# Document text:
>>>

Monday, August 12, 2013

Non-Monotonic Chemicals: Why They Matter

MONOTONIC VERSUS NON-MONOTONIC

The lack of predictability is a serious flaw in the current government method which  assumes that the chemical being tested always expresses itself the same way at every concentration. It assumes a greater effect at high concentration, a lesser effect at lower doses. In scientific terms, this predictability is called a monotonic dose response.

But EDCs and many other compounds are not so predictable because they affect different biological structures when present in varying concentrations. This is especially true for natural hormones, endocrine disrupters, many pharmaceuticals and even the ethanol in wine, beer and spirits.

The Vandenberg/Myers study explained that, “For all monotonic responses, the observed effects may be linear or nonlinear, but the slope [of the plotted line or curve] does not change sign. This assumption justifies using high-dose testing as the standard for assessing chemical safety. When it is violated, high-dose testing regimes cannot be used to assess the safety of low doses.”

The study then pointed out that EDCs as a group violate the rule by being non-monotonic.

WHY DOES NON-MONOTONIC MATTER?

Many chemical compounds are simply toxic: they damage and kill cells. The higher the concentration, the more toxic and the more cells die – the dose makes the poison.
Regardless of the concentration, these chemicals kill cells the same way. And, at the level of no observed adverse effects, they stop killing, or are tolerated by cells. This is a monotonic dose response.

But non-monotonic chemicals can affect different mechanisms in the body depending on the concentration.

One well-known non-monotonic response is the “U” shaped curve of the “French Paradox” or the activity of pharmaceuticals including aspirin and many hormones.

<<<

# Problem description:
Echo the part of the text on non-monotonic chemicals from "The study then" to "and many hormones.". The records are not needed for this.

# Material shown:

>>>

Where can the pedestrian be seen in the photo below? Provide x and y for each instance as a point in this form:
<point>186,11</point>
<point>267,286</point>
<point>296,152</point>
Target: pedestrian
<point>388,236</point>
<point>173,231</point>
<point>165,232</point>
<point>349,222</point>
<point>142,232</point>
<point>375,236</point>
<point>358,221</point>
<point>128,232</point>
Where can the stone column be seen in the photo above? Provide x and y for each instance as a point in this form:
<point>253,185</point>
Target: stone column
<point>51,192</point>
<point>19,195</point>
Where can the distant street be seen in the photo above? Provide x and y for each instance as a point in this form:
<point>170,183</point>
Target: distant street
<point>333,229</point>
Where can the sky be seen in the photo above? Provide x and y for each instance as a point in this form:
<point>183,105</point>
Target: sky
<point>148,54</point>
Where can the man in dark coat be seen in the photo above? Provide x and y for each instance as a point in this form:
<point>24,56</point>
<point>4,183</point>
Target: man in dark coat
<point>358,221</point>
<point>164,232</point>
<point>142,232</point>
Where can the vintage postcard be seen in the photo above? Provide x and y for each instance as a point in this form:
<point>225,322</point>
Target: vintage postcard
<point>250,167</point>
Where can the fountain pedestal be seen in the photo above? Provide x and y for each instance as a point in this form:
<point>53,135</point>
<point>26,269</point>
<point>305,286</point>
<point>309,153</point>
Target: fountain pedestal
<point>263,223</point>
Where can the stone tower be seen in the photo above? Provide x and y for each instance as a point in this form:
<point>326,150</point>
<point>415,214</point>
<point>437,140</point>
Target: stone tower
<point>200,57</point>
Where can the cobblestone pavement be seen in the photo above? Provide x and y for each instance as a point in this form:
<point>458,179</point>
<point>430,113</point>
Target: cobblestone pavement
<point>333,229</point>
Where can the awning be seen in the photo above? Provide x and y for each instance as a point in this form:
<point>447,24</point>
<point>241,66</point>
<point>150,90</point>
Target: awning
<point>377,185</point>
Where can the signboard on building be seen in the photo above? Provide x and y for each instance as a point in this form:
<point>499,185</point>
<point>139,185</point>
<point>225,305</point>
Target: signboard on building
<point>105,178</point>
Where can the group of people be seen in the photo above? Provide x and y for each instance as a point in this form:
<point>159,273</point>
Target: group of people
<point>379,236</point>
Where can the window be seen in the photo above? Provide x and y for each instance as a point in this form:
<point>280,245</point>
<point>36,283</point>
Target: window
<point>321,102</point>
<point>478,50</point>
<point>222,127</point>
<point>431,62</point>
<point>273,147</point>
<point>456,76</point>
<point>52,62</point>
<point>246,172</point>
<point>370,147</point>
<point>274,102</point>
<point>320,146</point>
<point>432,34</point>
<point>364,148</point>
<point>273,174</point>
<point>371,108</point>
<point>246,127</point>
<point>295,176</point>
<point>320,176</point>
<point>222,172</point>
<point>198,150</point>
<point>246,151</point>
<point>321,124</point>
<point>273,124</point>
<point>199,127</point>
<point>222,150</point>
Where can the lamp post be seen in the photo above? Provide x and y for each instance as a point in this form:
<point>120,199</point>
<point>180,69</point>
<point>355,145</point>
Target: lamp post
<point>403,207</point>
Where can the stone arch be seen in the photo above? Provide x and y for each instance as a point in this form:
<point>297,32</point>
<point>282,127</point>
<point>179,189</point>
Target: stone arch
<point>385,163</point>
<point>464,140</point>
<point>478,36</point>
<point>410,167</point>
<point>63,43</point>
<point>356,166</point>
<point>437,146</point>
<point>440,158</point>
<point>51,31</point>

<<<

# Output below:
The study then pointed out that EDCs as a group violate the rule by being non-monotonic.

WHY DOES NON-MONOTONIC MATTER?

Many chemical compounds are simply toxic: they damage and kill cells. The higher the concentration, the more toxic and the more cells die – the dose makes the poison.
Regardless of the concentration, these chemicals kill cells the same way. And, at the level of no observed adverse effects, they stop killing, or are tolerated by cells. This is a monotonic dose response.

But non-monotonic chemicals can affect different mechanisms in the body depending on the concentration.

One well-known non-monotonic response is the “U” shaped curve of the “French Paradox” or the activity of pharmaceuticals including aspirin and many hormones.